> STATED EXERCISE: Please rewrite the records from their start through the line with "(0, 178), (700, 319)", keeping every line and adding 139 to each coordinate in the answers. Leave all other text and numbers as they are.

(Source data)
──────────────────────────────
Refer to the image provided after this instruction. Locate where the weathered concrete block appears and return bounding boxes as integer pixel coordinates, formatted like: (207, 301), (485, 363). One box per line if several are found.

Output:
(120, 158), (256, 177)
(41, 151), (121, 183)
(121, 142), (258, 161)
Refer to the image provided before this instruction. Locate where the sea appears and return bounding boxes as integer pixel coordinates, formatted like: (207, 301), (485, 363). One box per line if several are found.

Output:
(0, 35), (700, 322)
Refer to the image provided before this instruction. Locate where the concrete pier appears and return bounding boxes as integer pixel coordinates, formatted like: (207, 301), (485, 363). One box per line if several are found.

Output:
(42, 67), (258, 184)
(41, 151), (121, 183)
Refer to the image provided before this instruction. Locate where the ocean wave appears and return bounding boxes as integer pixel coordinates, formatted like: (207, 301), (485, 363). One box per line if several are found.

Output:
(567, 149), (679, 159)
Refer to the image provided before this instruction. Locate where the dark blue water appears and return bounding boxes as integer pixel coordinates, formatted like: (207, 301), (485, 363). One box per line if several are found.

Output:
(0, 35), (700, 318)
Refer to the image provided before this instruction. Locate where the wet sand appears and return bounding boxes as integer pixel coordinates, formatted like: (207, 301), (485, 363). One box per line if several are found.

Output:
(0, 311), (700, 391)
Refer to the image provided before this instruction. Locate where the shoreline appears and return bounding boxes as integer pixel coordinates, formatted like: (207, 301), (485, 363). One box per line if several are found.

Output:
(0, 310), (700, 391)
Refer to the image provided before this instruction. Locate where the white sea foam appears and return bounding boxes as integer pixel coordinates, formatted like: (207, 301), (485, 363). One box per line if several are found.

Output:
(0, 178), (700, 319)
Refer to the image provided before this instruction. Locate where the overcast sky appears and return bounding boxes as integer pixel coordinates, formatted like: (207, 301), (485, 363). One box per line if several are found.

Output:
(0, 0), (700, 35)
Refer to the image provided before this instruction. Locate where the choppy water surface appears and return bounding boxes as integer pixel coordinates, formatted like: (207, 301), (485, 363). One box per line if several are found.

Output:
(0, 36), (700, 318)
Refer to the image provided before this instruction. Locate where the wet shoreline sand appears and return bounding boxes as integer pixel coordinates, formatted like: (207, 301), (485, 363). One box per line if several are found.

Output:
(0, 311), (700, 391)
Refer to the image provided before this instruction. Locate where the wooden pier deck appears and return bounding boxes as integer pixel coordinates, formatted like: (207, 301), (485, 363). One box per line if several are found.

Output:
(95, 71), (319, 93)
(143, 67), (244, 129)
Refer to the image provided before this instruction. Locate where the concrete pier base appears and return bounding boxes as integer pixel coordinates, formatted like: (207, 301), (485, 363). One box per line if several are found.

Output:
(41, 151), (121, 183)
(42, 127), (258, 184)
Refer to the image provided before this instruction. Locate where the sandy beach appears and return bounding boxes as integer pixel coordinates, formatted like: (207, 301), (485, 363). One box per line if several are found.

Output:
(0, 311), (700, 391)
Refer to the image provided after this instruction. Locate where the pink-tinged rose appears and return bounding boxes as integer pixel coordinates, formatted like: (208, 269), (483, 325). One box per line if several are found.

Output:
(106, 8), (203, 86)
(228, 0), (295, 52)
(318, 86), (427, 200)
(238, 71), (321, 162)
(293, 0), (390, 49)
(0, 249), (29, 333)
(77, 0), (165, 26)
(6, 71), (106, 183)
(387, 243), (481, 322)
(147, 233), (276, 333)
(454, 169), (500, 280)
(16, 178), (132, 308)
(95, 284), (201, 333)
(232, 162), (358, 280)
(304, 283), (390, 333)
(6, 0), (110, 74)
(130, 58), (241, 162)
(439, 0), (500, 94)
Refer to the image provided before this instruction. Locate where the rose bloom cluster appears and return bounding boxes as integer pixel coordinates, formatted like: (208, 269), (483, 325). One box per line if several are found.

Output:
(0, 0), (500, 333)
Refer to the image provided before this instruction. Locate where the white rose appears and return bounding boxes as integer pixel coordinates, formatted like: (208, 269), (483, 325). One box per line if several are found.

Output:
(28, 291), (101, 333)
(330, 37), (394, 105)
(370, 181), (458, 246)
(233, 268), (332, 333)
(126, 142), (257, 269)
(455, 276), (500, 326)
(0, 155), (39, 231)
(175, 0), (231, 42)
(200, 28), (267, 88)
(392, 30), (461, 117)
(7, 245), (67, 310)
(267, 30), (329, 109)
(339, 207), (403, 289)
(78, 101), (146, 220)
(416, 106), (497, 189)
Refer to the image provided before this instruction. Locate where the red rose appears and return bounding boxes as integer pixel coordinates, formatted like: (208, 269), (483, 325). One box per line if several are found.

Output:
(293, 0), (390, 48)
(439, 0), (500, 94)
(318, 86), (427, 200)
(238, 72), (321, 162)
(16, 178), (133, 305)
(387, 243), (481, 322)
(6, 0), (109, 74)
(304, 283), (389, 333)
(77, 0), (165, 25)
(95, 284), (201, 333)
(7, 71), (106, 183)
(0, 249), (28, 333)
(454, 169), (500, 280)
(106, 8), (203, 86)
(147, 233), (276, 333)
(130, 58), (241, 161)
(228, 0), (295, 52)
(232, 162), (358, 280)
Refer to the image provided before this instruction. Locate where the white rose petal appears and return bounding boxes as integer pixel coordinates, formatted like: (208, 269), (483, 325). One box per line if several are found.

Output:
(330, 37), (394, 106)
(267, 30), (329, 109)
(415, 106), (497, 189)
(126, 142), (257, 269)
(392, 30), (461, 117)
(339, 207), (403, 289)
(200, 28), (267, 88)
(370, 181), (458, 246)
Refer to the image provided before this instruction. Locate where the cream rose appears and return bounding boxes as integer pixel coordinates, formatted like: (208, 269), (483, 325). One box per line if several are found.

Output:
──────────────────────────────
> FINISHED ANSWER:
Refer to the image provided after this instruction. Locate where the weathered concrete block appears and return bounding boxes as integer pixel coordinates, formatted like: (207, 301), (485, 363). One box per line if several are found.

Output:
(259, 297), (395, 316)
(180, 290), (260, 322)
(260, 281), (397, 300)
Refer to the image provided before this instruction. Locate where the sea appears and return bounding boxes as integer pixel coordinates, formatted like: (207, 301), (485, 363). One box per line if several are found.

Output:
(139, 174), (839, 461)
Refer to the image provided before this instruction. Locate where the concrete pier appears and return bounding boxes as integer pixel coordinates, formatted like: (207, 301), (485, 363). One box per line if several are found.

Output:
(181, 206), (397, 323)
(180, 290), (260, 322)
Refer to the image provided before this instruction. Locate where the ocean wave appears and return bounding boxes as integer pixel coordinates, formatted like: (207, 301), (485, 363). One box per line if several are found.

Output:
(706, 288), (818, 298)
Refer to the image provided before this instruction. Locate where the dark blue water appears and return bounding boxes as integer pixel coordinates, formatted like: (207, 301), (485, 363). One box per line if several are found.

Output:
(139, 174), (839, 457)
Refer to the image provided before this instruction. Locate where the wet sand appears and return bounding boxes as integer pixel coordinates, formatted like: (207, 301), (485, 363). One box per line if several are found.

Output:
(139, 450), (839, 530)
Refer to the image provided before this instruction. Locate where the shoreline appears and return bounding boxes as integer pixel coordinates, formatted like: (207, 301), (485, 363). One box per line if several are found.

Output:
(139, 449), (839, 530)
Refer to the image provided before this instruction. Locate where the white sea foam appears and return bounding boxes as integer pixel coordinates, formatted like: (207, 301), (485, 363). One box per line if several are found.

Output:
(139, 317), (839, 458)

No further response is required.